§ **RECORDS SHOWN**

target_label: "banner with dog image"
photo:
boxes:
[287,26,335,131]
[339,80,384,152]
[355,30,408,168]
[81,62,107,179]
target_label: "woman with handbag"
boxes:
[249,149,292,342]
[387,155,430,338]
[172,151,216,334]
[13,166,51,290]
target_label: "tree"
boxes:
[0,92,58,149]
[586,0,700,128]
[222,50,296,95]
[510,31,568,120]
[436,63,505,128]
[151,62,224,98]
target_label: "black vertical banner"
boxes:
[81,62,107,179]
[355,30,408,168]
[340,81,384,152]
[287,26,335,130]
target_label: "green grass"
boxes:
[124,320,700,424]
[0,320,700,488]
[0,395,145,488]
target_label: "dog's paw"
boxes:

§ **WHAT IS BEING ASKED**
Please copy the records word for word, starting from their first line and stopping after the line that contains "[151,62,224,98]", including that line.

§ **RESULT FOR THIS TASK**
target_label: "banner with dog image"
photo:
boxes:
[287,26,335,131]
[339,80,384,152]
[355,30,408,168]
[81,62,107,179]
target_label: "woman with handbag"
boxes:
[249,149,292,342]
[387,155,430,338]
[172,151,216,334]
[13,166,51,290]
target_label: "tree"
boxes:
[0,92,58,149]
[586,0,700,128]
[222,50,296,95]
[510,31,568,120]
[436,63,505,128]
[151,62,224,98]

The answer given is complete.